───── Extracted records
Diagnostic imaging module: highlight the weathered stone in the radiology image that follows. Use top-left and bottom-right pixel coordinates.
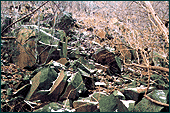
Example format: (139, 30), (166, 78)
(48, 70), (68, 102)
(72, 60), (97, 74)
(112, 90), (125, 100)
(73, 98), (99, 112)
(2, 96), (32, 112)
(13, 27), (68, 69)
(92, 48), (121, 74)
(59, 71), (86, 101)
(57, 12), (76, 30)
(33, 102), (74, 112)
(78, 68), (95, 90)
(37, 43), (60, 64)
(95, 63), (109, 72)
(90, 92), (108, 102)
(77, 57), (96, 70)
(120, 100), (135, 112)
(13, 84), (31, 98)
(25, 67), (58, 101)
(28, 90), (50, 102)
(99, 93), (128, 112)
(15, 28), (36, 69)
(133, 90), (169, 112)
(33, 102), (61, 112)
(120, 86), (155, 102)
(62, 99), (73, 108)
(56, 58), (68, 65)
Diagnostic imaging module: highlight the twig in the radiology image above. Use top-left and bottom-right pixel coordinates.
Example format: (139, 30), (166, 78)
(125, 1), (135, 10)
(1, 1), (49, 35)
(145, 64), (151, 96)
(1, 37), (16, 40)
(134, 1), (148, 13)
(73, 103), (90, 110)
(51, 1), (63, 12)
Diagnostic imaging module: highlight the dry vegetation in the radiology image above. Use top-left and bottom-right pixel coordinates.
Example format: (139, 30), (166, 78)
(1, 1), (169, 112)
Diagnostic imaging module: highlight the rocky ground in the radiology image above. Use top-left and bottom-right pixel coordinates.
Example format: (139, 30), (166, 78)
(1, 1), (169, 112)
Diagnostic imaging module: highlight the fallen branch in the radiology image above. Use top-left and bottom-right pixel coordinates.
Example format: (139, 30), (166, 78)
(144, 94), (169, 107)
(1, 37), (16, 40)
(124, 62), (169, 73)
(1, 1), (49, 35)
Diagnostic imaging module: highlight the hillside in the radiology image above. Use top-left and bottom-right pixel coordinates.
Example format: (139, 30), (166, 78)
(1, 1), (169, 112)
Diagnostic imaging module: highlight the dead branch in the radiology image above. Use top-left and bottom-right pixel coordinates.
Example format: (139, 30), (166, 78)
(1, 1), (49, 35)
(1, 37), (16, 40)
(144, 1), (169, 44)
(144, 94), (169, 107)
(124, 62), (169, 73)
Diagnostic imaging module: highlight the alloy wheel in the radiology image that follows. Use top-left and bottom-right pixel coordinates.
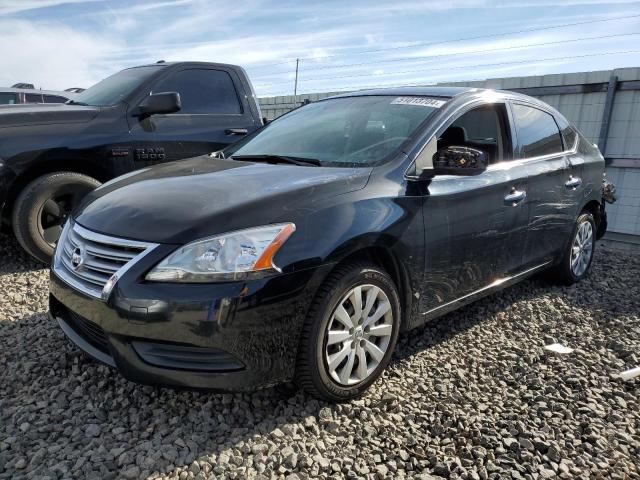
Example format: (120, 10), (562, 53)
(324, 284), (394, 386)
(570, 219), (593, 277)
(39, 196), (72, 246)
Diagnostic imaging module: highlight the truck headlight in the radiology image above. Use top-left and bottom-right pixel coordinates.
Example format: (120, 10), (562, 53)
(146, 223), (295, 282)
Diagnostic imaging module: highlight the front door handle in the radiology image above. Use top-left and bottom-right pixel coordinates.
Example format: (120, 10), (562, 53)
(504, 189), (526, 206)
(565, 176), (582, 189)
(225, 128), (248, 135)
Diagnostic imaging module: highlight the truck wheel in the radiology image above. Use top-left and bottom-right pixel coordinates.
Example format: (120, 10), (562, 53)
(296, 262), (401, 402)
(12, 172), (101, 264)
(547, 211), (596, 285)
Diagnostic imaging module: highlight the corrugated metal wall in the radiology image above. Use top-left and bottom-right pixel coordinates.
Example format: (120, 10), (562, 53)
(257, 67), (640, 235)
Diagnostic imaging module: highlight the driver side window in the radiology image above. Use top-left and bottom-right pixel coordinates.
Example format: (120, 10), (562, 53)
(438, 104), (511, 164)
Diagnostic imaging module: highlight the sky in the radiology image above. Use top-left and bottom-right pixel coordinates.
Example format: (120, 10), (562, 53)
(1, 0), (640, 97)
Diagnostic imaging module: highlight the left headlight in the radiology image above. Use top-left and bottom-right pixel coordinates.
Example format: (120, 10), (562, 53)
(146, 223), (296, 283)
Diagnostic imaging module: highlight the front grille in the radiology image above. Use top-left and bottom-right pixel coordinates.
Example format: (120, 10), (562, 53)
(67, 309), (109, 354)
(53, 222), (157, 299)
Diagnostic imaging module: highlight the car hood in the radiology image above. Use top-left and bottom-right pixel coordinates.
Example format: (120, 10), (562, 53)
(75, 156), (372, 244)
(0, 104), (100, 129)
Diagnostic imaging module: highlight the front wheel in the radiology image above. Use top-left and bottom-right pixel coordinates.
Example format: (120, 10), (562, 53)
(296, 262), (401, 401)
(12, 172), (101, 264)
(548, 211), (596, 285)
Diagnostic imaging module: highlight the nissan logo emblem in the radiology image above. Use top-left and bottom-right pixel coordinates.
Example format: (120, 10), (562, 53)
(71, 246), (85, 270)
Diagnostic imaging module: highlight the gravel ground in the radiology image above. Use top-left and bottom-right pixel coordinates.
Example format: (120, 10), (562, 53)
(1, 233), (638, 480)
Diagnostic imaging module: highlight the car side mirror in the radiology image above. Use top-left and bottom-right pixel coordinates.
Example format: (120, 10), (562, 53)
(430, 146), (488, 176)
(135, 92), (181, 117)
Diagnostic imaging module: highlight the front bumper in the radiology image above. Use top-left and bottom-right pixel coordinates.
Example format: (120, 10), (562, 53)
(50, 263), (331, 391)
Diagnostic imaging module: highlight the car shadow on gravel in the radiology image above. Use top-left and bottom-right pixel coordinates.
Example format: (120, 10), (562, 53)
(0, 275), (556, 479)
(0, 234), (46, 275)
(2, 247), (638, 479)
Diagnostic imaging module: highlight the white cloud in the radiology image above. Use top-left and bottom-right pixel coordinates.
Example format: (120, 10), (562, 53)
(0, 20), (122, 90)
(0, 0), (102, 15)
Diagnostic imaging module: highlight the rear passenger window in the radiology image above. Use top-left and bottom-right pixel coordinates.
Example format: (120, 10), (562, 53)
(512, 104), (563, 158)
(43, 95), (67, 103)
(152, 69), (242, 115)
(24, 93), (43, 103)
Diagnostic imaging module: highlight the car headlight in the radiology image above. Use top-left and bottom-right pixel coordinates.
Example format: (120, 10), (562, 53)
(146, 223), (295, 282)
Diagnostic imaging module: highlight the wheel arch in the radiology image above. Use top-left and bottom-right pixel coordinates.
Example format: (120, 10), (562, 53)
(321, 245), (414, 331)
(580, 198), (603, 234)
(1, 161), (109, 230)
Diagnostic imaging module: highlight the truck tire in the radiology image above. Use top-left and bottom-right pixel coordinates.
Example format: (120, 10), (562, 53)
(12, 172), (101, 264)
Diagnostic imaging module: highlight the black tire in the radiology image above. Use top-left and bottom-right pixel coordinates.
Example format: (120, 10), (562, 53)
(12, 172), (101, 263)
(296, 262), (401, 402)
(546, 211), (596, 285)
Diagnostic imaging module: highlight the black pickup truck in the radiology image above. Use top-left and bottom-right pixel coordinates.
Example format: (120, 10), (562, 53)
(0, 61), (263, 262)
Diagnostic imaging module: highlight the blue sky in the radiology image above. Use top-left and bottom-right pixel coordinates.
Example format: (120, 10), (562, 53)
(1, 0), (640, 96)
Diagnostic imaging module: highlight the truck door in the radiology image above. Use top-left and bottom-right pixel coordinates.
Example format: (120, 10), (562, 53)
(127, 67), (259, 167)
(419, 102), (530, 313)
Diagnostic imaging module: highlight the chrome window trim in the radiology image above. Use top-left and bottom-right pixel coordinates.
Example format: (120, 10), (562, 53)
(52, 221), (159, 301)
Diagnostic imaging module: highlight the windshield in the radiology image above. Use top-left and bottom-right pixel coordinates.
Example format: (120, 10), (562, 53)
(71, 66), (164, 107)
(227, 96), (445, 167)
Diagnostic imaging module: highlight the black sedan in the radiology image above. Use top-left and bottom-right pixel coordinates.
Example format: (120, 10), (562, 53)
(49, 87), (607, 401)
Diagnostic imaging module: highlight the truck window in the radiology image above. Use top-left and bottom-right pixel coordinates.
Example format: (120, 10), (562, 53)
(24, 93), (43, 103)
(0, 93), (17, 104)
(43, 95), (67, 103)
(152, 69), (242, 115)
(512, 104), (563, 158)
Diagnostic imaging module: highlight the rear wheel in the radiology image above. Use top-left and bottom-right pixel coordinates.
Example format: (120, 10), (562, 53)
(547, 211), (596, 285)
(296, 262), (401, 401)
(12, 172), (101, 263)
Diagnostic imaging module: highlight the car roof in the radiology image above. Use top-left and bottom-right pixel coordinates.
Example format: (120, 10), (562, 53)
(327, 86), (559, 115)
(332, 86), (477, 99)
(0, 87), (71, 96)
(330, 86), (544, 103)
(130, 61), (242, 70)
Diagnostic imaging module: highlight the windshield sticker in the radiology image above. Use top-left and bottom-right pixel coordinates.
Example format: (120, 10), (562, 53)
(391, 97), (447, 108)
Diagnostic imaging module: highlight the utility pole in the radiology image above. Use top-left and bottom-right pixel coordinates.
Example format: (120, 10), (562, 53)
(294, 58), (300, 99)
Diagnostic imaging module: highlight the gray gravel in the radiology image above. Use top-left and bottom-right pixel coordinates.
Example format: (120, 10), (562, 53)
(1, 233), (638, 480)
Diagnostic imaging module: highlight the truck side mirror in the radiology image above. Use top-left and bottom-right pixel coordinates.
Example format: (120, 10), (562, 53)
(431, 146), (488, 176)
(135, 92), (181, 117)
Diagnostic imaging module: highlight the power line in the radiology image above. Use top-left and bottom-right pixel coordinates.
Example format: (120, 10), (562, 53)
(253, 49), (640, 91)
(251, 31), (640, 79)
(288, 13), (640, 62)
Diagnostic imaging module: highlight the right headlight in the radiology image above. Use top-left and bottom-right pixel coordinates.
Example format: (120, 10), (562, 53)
(146, 223), (295, 283)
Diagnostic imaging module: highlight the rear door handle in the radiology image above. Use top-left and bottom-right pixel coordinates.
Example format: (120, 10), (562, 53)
(504, 189), (526, 206)
(565, 176), (582, 189)
(225, 128), (248, 135)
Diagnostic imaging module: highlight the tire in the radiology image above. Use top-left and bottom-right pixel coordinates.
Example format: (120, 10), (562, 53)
(12, 172), (101, 264)
(296, 262), (401, 402)
(547, 211), (596, 285)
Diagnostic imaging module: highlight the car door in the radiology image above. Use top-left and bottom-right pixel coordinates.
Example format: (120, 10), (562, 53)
(419, 102), (531, 312)
(510, 102), (581, 268)
(127, 67), (259, 167)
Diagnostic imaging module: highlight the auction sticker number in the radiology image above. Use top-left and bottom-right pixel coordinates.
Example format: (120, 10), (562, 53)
(391, 97), (447, 108)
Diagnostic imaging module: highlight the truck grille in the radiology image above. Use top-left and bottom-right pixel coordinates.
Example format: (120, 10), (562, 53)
(53, 221), (158, 300)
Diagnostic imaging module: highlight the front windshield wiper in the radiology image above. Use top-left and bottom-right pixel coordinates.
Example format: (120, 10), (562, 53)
(65, 100), (89, 106)
(231, 154), (321, 167)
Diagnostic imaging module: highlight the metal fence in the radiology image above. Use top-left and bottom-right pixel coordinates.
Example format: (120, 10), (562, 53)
(257, 67), (640, 236)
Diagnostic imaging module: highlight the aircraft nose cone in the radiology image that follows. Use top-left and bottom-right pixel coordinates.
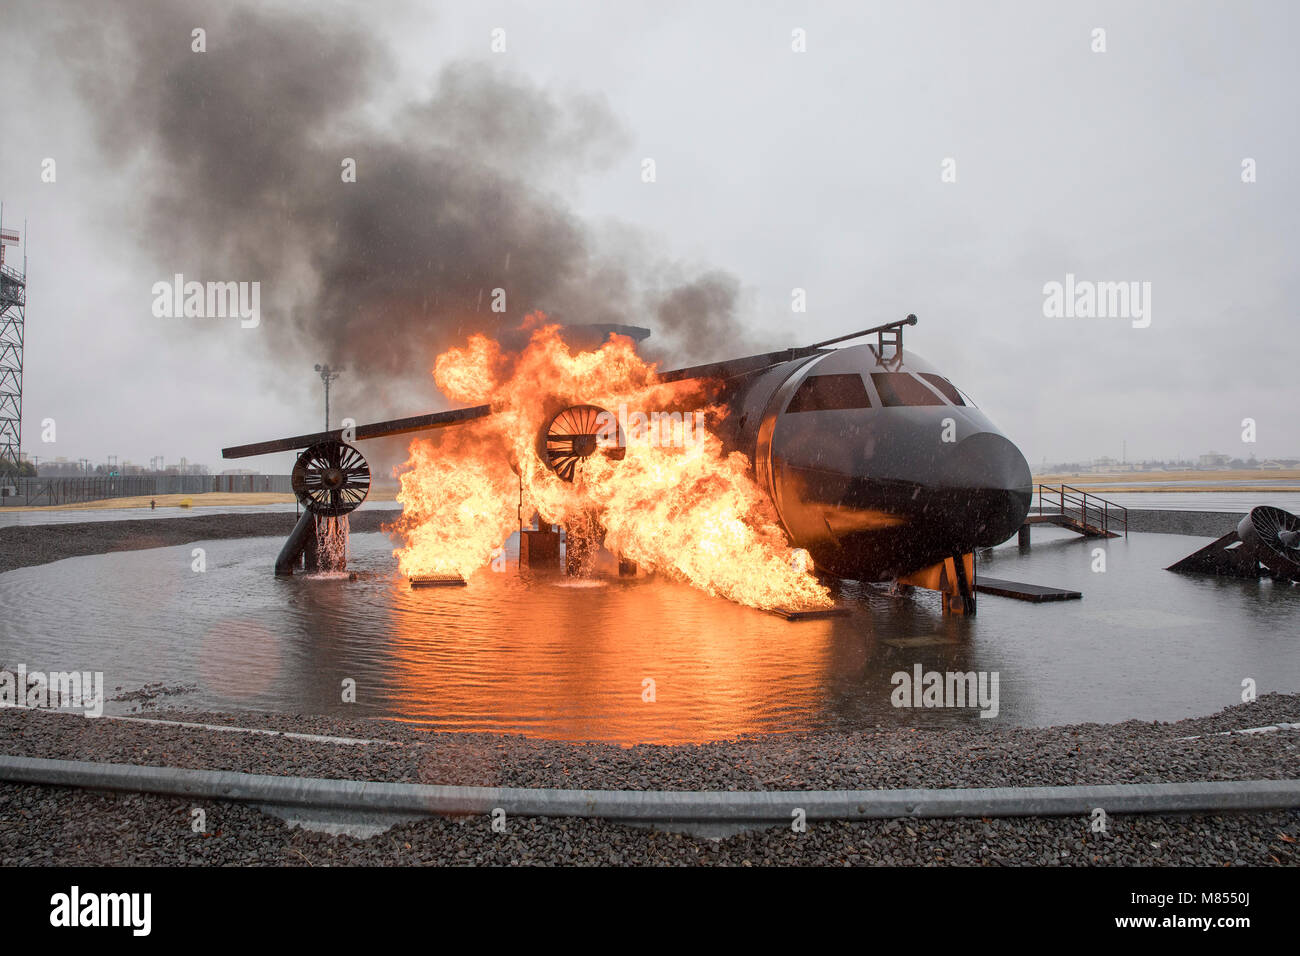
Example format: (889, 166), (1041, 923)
(946, 433), (1033, 547)
(949, 432), (1033, 493)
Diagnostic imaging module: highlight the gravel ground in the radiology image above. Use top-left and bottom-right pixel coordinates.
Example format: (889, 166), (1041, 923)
(1, 781), (1295, 866)
(0, 696), (1297, 865)
(0, 510), (398, 575)
(2, 695), (1297, 792)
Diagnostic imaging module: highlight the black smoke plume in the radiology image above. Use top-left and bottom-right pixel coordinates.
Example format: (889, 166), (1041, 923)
(43, 0), (767, 433)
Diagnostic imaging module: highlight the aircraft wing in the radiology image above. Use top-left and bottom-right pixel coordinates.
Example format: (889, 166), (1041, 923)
(221, 405), (492, 459)
(657, 348), (823, 384)
(656, 317), (917, 383)
(223, 321), (914, 456)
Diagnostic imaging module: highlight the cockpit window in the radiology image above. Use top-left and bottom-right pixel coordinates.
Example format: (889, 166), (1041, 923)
(917, 373), (966, 406)
(870, 372), (947, 407)
(787, 374), (872, 413)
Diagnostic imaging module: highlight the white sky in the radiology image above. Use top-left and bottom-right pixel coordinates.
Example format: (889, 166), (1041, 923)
(3, 0), (1297, 474)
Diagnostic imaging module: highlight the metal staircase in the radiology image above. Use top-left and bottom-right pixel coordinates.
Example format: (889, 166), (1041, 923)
(1027, 484), (1128, 539)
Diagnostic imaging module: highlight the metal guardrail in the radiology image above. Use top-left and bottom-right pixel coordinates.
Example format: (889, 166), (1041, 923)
(1, 754), (1297, 822)
(0, 474), (293, 507)
(0, 265), (24, 307)
(1036, 483), (1128, 537)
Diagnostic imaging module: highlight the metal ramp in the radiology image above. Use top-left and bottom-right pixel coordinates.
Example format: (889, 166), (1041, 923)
(975, 576), (1082, 602)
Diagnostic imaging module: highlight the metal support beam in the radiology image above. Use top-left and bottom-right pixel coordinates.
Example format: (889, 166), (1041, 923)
(275, 509), (316, 575)
(0, 246), (25, 476)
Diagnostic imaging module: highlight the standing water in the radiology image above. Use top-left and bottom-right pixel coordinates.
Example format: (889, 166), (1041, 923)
(0, 525), (1297, 743)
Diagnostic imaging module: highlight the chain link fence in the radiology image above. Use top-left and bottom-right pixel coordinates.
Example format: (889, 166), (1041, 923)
(0, 474), (293, 506)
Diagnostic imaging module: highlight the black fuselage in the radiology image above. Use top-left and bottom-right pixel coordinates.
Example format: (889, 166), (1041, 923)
(719, 343), (1032, 580)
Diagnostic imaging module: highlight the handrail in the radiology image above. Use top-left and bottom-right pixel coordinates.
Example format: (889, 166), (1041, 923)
(1035, 483), (1128, 537)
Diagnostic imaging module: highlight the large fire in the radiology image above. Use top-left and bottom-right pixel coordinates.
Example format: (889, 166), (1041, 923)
(391, 314), (832, 611)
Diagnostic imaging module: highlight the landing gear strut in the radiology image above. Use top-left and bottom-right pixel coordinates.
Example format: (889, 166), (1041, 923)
(897, 552), (977, 614)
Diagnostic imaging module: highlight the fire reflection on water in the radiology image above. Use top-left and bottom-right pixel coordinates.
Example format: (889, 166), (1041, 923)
(379, 563), (838, 744)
──────────
Exercise requirements:
Would you please return all lines from the listing above that contain "water"?

Written answer:
Diagnostic imaging module: highlight the standing water in the radiology image above. Use top-left and bottom-right pixel coordinates.
Diagnostic imaging module: highlight the fire reflection on water in the radiology image above. Use top-left and bottom-right pixel coordinates.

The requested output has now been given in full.